As fontes eram o próprio ambiente, o chumbo podia ser encontrado no solo e na água corrente de cavernas, devido à atividade vulcânica, e até mesmo ser liberado por seus próprios ossos, durante períodos de estresse ou doença. A longa exposição significa que nosso cérebro, essa gambiarra evolutiva que faz até outsourcing, evoluiu em um ambiente contaminado por um dos elementos mais tóxicos conhecidos pelo Homem.
A grande pergunta é “como conseguimos chegar aqui, então?” A longa exposição ao chumbo pode causar uma série de problemas e doenças graves, e estamos falando de todo o período que compreende nossa estada na Terra; entra em cena um gene arcaico chamado NOVA1, já conhecido de outra pesquisa, por seu papel nas diferenças plásticas entre o nosso cérebro e dos neandertais.


Comparação entre o crânio de um H. sapiens sapiens e de um H. sapiens neanderthalensis (Crédito: Wikimedia Commons)
O que se sabe: o NOVA1 presente no nosso cérebro é diferente, por apenas um par de bases do DNA, do expressado nos miolos dos neandertais, nossos neurônios trabalham em um ritmo mais lento, mas mais eficiente, enquanto os de nossos parentes próximos tinham um índice maior de apoptose (morte celular programada), mas uma atividade eletrofisiológica (transmissão de impulsos) mais complexa.
Basicamente, o cérebro neandertal operava em “overclock” para fazer o mesmo que o nosso, o que alguns especulam que o tamanho maior era uma consequência disso, ele precisava de mais massa (e consequentemente mais energia) para operar no mesmo ritmo que nós.
Isso posto, a equipe do prof. Joannes-Boyau resolveu testar se o NOVA1 também poderia influenciar de alguma forma em um ambiente com chumbo para todo lado, usando o mesmo método da outra pesquisa: cultivar células-tronco e estimulá-las para formarem organoides cerebrais divididos em dois tipos, um com o gene neandertal, e outro com a versão moderna.
Quando os organoides foram expostos ao chumbo, os com o gene neandertal exibiram interrupções significativas do gene FOXP2 no tálamo e no córtex, essencial para a formação da fala e da linguagem, enquanto o mesmo ocorreu em um grau muito menos intenso nas amostras com o NOVA1 presente no nosso cérebro.
O que isso significa? Com o chumbo agindo como um “agente” da Seleção Natural, o gene FOXP2, que não tem diferença entre o presente em humanos e em neandertais, era melhor regulado pelo nosso NOVA1 em comparação ao dos nossos “primos”, de forma que é possível que eles não tenham sido capazes de traduzir pensamento abstrato (que eles tinham) em uma linguagem como nós.

TAREFA:
Reproduza, por favor, o trecho do texto sobre o chumbo e o gene NOVA1 que começa em "A grande pergunta" e vai até "(Crédito: Wikimedia Commons)", inclusive.

DADOS PARA ANÁLISE:

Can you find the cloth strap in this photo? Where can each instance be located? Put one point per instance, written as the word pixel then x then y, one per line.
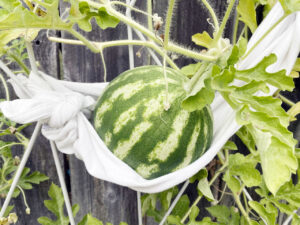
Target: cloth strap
pixel 65 106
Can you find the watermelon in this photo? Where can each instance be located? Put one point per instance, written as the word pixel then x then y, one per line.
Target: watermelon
pixel 132 120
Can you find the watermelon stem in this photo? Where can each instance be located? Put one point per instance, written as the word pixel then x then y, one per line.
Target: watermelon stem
pixel 166 103
pixel 224 21
pixel 168 22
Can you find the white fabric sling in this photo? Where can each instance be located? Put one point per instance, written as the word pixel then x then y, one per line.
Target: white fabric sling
pixel 65 106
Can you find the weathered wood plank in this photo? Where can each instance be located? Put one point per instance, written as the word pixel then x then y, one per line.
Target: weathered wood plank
pixel 41 156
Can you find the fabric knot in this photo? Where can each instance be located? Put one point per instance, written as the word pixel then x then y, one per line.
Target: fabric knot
pixel 65 107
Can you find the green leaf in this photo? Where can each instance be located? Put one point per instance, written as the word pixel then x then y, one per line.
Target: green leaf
pixel 258 73
pixel 182 206
pixel 246 9
pixel 296 220
pixel 204 189
pixel 8 210
pixel 5 150
pixel 267 212
pixel 104 20
pixel 21 17
pixel 247 139
pixel 277 158
pixel 191 69
pixel 267 104
pixel 233 183
pixel 224 214
pixel 203 39
pixel 81 13
pixel 90 220
pixel 56 206
pixel 294 111
pixel 230 145
pixel 174 220
pixel 244 167
pixel 290 6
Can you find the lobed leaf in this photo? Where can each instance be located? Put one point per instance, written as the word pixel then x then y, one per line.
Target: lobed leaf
pixel 203 39
pixel 268 212
pixel 259 73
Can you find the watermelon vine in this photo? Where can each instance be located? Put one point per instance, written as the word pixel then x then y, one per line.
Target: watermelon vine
pixel 160 96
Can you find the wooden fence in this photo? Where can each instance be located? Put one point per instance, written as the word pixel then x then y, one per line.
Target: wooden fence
pixel 106 201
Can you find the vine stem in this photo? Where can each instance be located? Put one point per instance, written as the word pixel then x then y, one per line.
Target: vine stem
pixel 149 11
pixel 235 29
pixel 199 197
pixel 224 21
pixel 213 15
pixel 20 62
pixel 24 198
pixel 265 34
pixel 145 31
pixel 31 57
pixel 21 167
pixel 239 204
pixel 285 100
pixel 129 6
pixel 185 185
pixel 168 21
pixel 103 45
pixel 62 183
pixel 5 87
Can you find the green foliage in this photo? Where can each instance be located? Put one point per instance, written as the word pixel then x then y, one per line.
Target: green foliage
pixel 225 215
pixel 15 15
pixel 266 168
pixel 267 212
pixel 198 87
pixel 56 206
pixel 203 39
pixel 290 6
pixel 81 13
pixel 90 220
pixel 244 167
pixel 156 205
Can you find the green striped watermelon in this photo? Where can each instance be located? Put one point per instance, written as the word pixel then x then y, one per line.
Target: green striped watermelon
pixel 130 118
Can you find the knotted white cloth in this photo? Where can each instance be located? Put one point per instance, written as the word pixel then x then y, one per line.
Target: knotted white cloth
pixel 64 107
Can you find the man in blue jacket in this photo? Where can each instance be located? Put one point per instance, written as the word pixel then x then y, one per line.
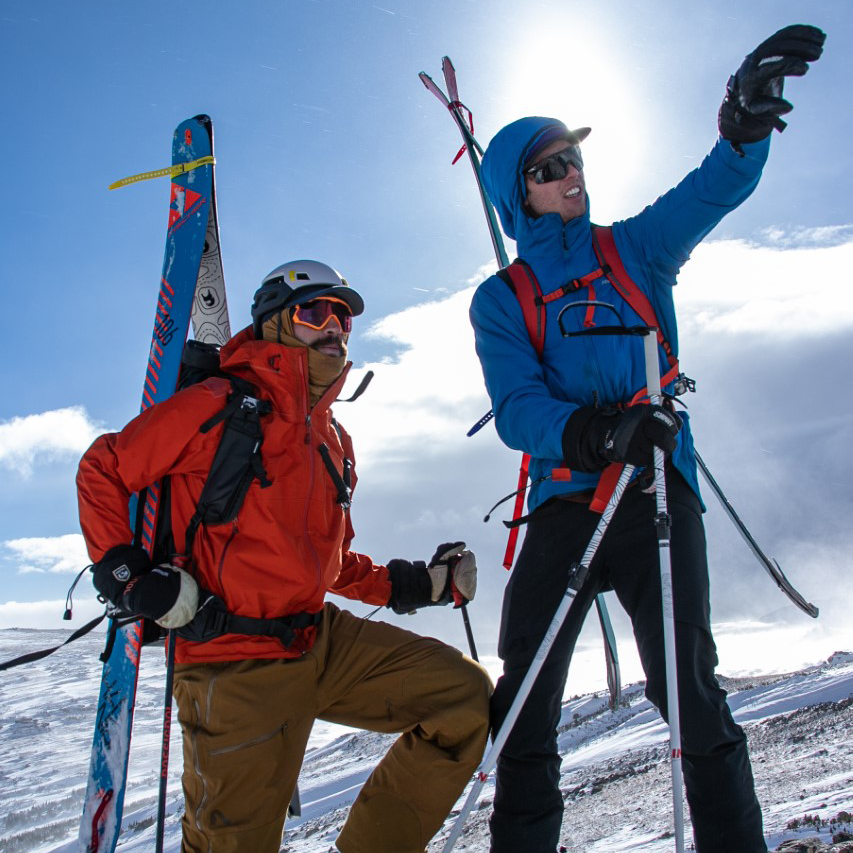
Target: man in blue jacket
pixel 571 409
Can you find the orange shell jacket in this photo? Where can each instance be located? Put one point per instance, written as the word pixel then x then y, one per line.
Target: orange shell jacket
pixel 290 542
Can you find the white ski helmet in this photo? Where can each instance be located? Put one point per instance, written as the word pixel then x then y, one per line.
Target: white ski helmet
pixel 300 281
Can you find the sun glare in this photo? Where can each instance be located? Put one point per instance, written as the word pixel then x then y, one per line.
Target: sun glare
pixel 580 80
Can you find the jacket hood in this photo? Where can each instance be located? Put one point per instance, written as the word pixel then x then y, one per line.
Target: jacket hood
pixel 277 370
pixel 504 182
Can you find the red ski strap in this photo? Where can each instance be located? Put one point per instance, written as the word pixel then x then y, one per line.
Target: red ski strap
pixel 606 486
pixel 608 257
pixel 526 288
pixel 512 539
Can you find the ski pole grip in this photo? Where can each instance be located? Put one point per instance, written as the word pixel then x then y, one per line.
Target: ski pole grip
pixel 650 349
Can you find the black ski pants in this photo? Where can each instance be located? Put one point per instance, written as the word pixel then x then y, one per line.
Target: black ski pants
pixel 528 806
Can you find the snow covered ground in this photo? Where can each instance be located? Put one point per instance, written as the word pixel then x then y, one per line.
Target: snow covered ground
pixel 615 776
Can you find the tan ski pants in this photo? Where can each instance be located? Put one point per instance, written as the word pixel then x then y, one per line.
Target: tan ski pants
pixel 246 723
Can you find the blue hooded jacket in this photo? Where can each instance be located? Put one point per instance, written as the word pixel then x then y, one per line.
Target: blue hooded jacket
pixel 532 400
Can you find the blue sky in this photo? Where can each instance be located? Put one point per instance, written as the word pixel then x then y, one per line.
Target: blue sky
pixel 329 147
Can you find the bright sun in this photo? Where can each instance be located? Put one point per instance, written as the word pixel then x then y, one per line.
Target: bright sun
pixel 580 81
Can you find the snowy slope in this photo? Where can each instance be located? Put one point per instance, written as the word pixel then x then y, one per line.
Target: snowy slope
pixel 615 776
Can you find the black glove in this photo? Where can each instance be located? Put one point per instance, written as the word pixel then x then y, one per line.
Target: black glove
pixel 593 437
pixel 754 101
pixel 166 594
pixel 450 576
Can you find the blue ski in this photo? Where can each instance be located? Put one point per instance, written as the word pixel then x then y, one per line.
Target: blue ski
pixel 464 120
pixel 191 285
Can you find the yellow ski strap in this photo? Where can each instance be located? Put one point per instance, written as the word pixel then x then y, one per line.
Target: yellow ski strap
pixel 171 171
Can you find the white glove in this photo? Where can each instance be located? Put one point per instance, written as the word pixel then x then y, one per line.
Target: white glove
pixel 453 573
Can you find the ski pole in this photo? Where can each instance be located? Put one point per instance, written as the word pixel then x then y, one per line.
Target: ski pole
pixel 171 638
pixel 663 525
pixel 577 575
pixel 468 632
pixel 474 150
pixel 773 568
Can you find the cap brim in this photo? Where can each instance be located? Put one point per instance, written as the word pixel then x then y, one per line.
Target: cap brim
pixel 573 137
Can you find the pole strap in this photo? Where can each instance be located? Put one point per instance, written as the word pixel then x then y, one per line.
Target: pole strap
pixel 170 171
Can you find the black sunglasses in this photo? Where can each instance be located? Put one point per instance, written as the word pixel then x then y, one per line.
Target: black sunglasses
pixel 556 167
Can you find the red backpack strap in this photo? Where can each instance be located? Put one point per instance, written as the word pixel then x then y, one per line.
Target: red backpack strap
pixel 611 263
pixel 525 286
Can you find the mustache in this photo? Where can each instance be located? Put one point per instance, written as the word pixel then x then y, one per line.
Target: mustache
pixel 338 342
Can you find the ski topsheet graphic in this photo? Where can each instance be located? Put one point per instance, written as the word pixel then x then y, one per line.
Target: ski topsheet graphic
pixel 191 286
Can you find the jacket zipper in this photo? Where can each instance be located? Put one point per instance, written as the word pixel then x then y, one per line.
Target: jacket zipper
pixel 219 571
pixel 308 447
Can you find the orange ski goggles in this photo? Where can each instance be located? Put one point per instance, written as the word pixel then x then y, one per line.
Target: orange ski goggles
pixel 318 313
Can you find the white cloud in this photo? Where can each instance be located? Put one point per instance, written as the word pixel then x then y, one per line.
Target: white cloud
pixel 429 396
pixel 49 555
pixel 733 287
pixel 50 436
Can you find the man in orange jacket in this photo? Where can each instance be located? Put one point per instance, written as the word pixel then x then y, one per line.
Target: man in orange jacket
pixel 247 700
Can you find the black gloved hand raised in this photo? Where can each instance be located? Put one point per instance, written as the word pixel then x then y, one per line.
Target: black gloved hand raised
pixel 754 101
pixel 165 593
pixel 592 437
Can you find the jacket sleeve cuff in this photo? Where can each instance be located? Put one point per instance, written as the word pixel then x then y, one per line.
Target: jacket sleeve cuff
pixel 411 586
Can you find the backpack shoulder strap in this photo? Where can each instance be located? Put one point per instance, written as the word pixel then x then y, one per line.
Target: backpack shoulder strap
pixel 614 269
pixel 523 283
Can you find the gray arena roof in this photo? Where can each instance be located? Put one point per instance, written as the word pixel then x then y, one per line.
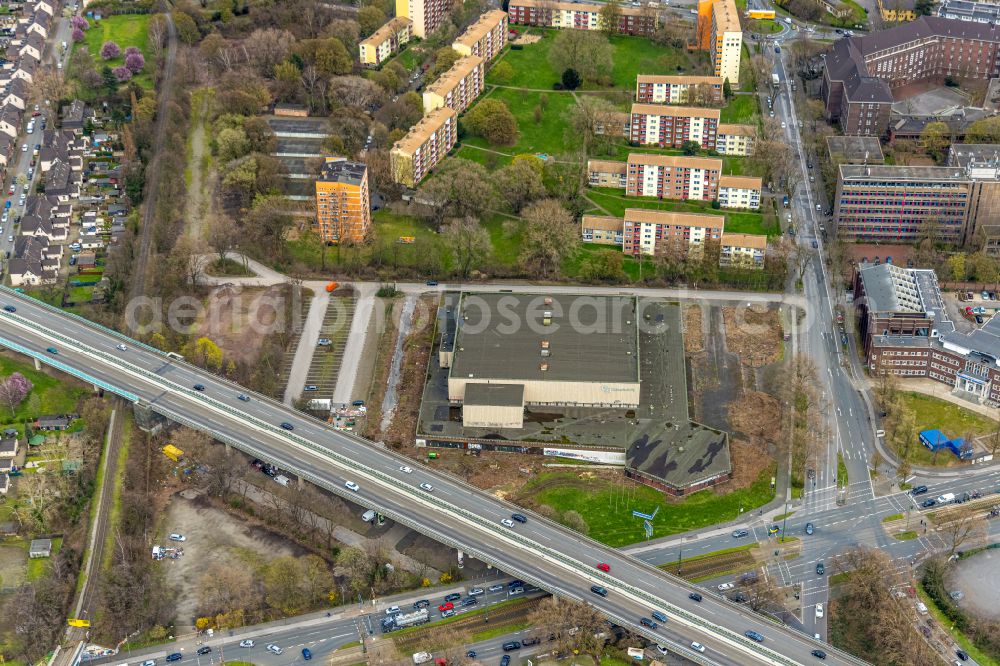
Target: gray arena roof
pixel 588 338
pixel 478 394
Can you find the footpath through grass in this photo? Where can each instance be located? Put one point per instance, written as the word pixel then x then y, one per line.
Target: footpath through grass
pixel 607 507
pixel 124 30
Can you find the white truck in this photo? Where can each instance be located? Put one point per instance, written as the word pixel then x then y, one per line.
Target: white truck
pixel 404 620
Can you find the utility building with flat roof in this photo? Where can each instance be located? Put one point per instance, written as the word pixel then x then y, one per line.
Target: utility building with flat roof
pixel 560 350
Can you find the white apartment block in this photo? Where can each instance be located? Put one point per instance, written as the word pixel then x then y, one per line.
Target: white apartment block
pixel 740 192
pixel 656 89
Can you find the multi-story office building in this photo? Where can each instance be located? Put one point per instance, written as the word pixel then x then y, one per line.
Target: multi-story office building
pixel 953 204
pixel 727 41
pixel 484 38
pixel 671 126
pixel 601 229
pixel 735 140
pixel 381 44
pixel 607 173
pixel 740 192
pixel 897 11
pixel 743 250
pixel 661 232
pixel 458 87
pixel 981 163
pixel 655 89
pixel 969 10
pixel 343 206
pixel 426 144
pixel 862 72
pixel 581 16
pixel 427 15
pixel 901 204
pixel 906 331
pixel 673 176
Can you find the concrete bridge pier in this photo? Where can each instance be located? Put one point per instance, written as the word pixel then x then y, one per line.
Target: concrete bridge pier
pixel 147 420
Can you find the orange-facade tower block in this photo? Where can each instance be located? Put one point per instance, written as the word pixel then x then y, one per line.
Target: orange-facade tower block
pixel 705 24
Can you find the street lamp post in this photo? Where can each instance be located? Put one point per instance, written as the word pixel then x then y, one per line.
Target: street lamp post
pixel 784 523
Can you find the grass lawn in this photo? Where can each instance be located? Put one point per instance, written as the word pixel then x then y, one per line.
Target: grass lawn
pixel 616 202
pixel 80 294
pixel 409 58
pixel 949 626
pixel 547 136
pixel 389 227
pixel 55 395
pixel 491 161
pixel 611 521
pixel 125 30
pixel 742 109
pixel 116 491
pixel 631 56
pixel 637 55
pixel 39 566
pixel 493 632
pixel 952 420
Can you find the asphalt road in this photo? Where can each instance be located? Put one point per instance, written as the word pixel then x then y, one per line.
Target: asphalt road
pixel 541 559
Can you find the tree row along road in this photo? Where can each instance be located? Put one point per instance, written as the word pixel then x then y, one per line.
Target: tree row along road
pixel 541 552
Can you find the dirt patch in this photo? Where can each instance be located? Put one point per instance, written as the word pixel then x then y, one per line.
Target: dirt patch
pixel 753 334
pixel 979 578
pixel 756 416
pixel 748 462
pixel 381 363
pixel 416 350
pixel 694 340
pixel 238 319
pixel 213 537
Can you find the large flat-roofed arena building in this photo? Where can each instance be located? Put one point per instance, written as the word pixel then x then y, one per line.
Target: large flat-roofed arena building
pixel 595 378
pixel 571 351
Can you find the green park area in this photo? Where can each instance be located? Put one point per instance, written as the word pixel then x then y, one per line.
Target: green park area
pixel 429 253
pixel 741 109
pixel 546 131
pixel 50 395
pixel 606 506
pixel 124 30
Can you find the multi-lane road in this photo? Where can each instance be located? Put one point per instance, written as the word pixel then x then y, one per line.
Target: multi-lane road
pixel 542 552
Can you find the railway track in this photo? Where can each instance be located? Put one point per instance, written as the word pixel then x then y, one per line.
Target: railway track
pixel 85 602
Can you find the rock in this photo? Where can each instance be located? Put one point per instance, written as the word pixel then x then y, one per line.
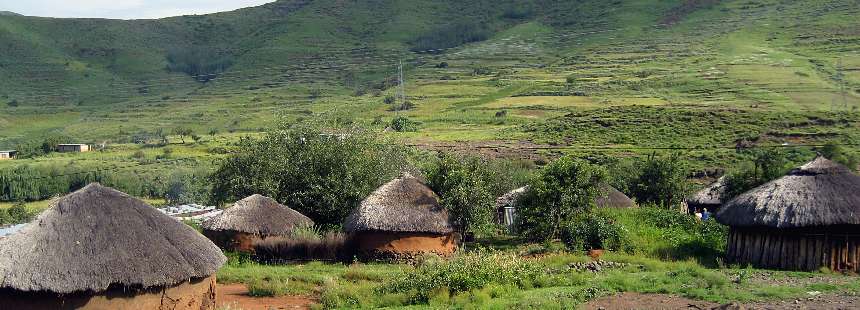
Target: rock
pixel 730 306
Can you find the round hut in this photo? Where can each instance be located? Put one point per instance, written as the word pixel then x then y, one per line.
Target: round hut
pixel 251 220
pixel 98 248
pixel 400 220
pixel 710 197
pixel 610 197
pixel 806 220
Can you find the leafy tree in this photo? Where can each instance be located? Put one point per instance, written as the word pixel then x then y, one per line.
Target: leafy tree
pixel 403 124
pixel 322 175
pixel 19 213
pixel 182 132
pixel 662 180
pixel 389 99
pixel 5 218
pixel 565 188
pixel 466 188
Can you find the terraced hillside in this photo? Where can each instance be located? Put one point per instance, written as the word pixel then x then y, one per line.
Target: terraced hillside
pixel 498 74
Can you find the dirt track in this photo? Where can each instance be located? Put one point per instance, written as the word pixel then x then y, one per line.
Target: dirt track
pixel 235 296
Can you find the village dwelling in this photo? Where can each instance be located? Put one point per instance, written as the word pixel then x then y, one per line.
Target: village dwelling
pixel 4 155
pixel 806 220
pixel 251 220
pixel 401 220
pixel 98 248
pixel 710 198
pixel 73 148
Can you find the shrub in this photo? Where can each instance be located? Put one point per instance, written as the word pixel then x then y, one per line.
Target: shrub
pixel 389 99
pixel 465 187
pixel 662 180
pixel 321 175
pixel 202 63
pixel 565 188
pixel 451 36
pixel 593 231
pixel 465 272
pixel 403 124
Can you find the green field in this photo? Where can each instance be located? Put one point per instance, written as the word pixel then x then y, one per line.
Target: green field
pixel 544 64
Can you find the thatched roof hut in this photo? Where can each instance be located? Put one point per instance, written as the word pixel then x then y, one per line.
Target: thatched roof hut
pixel 251 220
pixel 711 197
pixel 401 217
pixel 804 220
pixel 97 242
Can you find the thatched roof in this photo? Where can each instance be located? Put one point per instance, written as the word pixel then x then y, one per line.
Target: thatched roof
pixel 711 195
pixel 258 215
pixel 820 193
pixel 611 197
pixel 402 205
pixel 97 237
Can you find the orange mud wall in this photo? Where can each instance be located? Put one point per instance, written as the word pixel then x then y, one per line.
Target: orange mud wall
pixel 198 294
pixel 233 240
pixel 405 243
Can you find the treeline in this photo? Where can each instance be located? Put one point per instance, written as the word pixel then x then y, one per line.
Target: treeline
pixel 202 63
pixel 451 36
pixel 33 183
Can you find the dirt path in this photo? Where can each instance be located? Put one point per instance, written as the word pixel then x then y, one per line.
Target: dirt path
pixel 235 297
pixel 626 301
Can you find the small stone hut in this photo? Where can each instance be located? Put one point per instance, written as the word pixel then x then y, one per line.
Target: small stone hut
pixel 400 220
pixel 98 248
pixel 251 220
pixel 805 220
pixel 711 197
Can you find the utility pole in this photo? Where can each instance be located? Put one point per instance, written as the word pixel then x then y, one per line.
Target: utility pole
pixel 840 76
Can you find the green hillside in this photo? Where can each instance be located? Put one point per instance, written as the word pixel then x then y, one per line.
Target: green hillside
pixel 631 73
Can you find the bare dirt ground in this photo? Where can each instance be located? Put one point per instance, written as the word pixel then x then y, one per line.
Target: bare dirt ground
pixel 235 297
pixel 627 301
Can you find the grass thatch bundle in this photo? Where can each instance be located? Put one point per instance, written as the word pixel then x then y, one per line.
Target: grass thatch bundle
pixel 402 205
pixel 332 246
pixel 98 237
pixel 820 193
pixel 258 215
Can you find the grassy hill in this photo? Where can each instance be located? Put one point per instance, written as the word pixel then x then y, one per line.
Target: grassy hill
pixel 631 73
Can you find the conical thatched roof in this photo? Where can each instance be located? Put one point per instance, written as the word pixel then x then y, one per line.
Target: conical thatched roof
pixel 98 237
pixel 820 193
pixel 402 205
pixel 258 215
pixel 711 195
pixel 611 197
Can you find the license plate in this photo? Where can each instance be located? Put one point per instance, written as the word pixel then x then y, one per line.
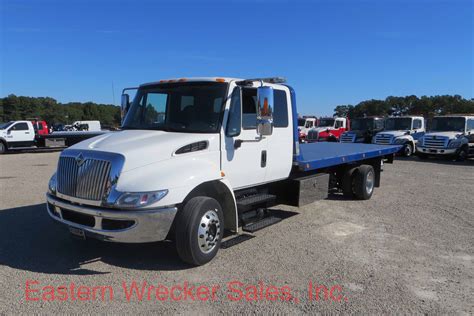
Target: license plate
pixel 77 232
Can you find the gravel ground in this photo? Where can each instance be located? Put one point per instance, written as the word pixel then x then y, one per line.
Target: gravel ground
pixel 409 249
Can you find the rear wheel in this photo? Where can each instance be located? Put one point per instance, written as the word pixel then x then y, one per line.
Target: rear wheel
pixel 364 182
pixel 199 230
pixel 408 150
pixel 348 183
pixel 462 154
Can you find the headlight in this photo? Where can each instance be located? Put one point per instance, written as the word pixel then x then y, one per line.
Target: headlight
pixel 420 142
pixel 399 141
pixel 139 199
pixel 52 184
pixel 454 143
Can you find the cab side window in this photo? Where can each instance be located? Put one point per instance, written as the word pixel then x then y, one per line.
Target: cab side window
pixel 234 120
pixel 20 127
pixel 470 125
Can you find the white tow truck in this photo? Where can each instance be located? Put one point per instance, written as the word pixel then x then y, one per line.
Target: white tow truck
pixel 450 136
pixel 199 156
pixel 402 130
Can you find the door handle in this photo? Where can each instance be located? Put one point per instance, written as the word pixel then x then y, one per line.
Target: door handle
pixel 263 162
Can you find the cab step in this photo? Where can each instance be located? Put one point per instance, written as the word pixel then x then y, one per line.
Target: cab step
pixel 265 222
pixel 235 240
pixel 250 202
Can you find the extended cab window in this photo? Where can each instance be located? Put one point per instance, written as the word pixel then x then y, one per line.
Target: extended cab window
pixel 234 120
pixel 417 124
pixel 20 127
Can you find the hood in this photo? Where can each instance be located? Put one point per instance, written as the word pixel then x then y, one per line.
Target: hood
pixel 393 133
pixel 449 135
pixel 143 147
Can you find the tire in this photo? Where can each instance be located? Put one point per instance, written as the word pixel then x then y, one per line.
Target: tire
pixel 408 150
pixel 364 182
pixel 422 156
pixel 200 217
pixel 348 183
pixel 462 154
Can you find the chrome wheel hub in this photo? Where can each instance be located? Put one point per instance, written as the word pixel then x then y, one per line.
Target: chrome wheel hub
pixel 209 231
pixel 369 182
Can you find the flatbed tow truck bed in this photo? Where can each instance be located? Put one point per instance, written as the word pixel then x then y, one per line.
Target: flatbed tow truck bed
pixel 328 154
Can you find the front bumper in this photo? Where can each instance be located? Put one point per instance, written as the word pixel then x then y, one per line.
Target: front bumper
pixel 127 226
pixel 436 151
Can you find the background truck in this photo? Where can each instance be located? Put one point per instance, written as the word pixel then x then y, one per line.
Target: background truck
pixel 20 135
pixel 449 136
pixel 306 123
pixel 197 157
pixel 328 129
pixel 403 130
pixel 363 130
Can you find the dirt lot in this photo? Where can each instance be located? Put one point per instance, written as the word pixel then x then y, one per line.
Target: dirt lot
pixel 410 249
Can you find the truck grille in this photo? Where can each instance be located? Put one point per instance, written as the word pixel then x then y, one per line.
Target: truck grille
pixel 383 139
pixel 85 180
pixel 348 138
pixel 312 135
pixel 435 141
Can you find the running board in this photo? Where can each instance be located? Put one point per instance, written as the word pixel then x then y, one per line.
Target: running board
pixel 256 226
pixel 254 201
pixel 235 240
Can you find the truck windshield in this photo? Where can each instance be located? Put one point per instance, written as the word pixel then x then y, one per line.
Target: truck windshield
pixel 364 124
pixel 5 125
pixel 448 124
pixel 398 124
pixel 326 123
pixel 191 107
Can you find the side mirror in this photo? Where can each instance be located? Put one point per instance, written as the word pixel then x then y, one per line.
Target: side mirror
pixel 125 104
pixel 264 111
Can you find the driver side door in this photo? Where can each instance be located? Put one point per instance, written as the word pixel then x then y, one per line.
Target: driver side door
pixel 243 154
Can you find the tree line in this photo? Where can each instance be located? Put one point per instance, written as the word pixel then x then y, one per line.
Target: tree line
pixel 427 106
pixel 13 108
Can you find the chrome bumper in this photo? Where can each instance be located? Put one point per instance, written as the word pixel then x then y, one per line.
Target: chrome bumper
pixel 125 226
pixel 437 151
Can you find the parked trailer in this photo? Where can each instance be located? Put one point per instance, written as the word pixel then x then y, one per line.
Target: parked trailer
pixel 188 168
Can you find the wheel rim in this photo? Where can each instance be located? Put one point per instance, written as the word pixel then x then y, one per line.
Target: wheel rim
pixel 209 231
pixel 369 182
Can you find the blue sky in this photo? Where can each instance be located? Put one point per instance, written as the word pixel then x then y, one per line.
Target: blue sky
pixel 331 52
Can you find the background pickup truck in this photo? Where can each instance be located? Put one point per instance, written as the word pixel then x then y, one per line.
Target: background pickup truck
pixel 200 157
pixel 329 129
pixel 362 130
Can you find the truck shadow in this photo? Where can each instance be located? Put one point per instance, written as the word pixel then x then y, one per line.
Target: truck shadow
pixel 439 160
pixel 30 240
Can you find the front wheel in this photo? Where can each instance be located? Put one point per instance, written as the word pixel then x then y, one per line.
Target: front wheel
pixel 408 150
pixel 199 230
pixel 462 154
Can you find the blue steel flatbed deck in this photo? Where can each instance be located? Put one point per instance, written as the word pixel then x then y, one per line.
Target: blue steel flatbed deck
pixel 327 154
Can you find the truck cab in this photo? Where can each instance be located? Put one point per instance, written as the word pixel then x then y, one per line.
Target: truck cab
pixel 306 123
pixel 328 129
pixel 199 156
pixel 449 136
pixel 404 130
pixel 363 129
pixel 16 134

RESPOSTA ESCRITA:
A grande pergunta é “como conseguimos chegar aqui, então?” A longa exposição ao chumbo pode causar uma série de problemas e doenças graves, e estamos falando de todo o período que compreende nossa estada na Terra; entra em cena um gene arcaico chamado NOVA1, já conhecido de outra pesquisa, por seu papel nas diferenças plásticas entre o nosso cérebro e dos neandertais.


Comparação entre o crânio de um H. sapiens sapiens e de um H. sapiens neanderthalensis (Crédito: Wikimedia Commons)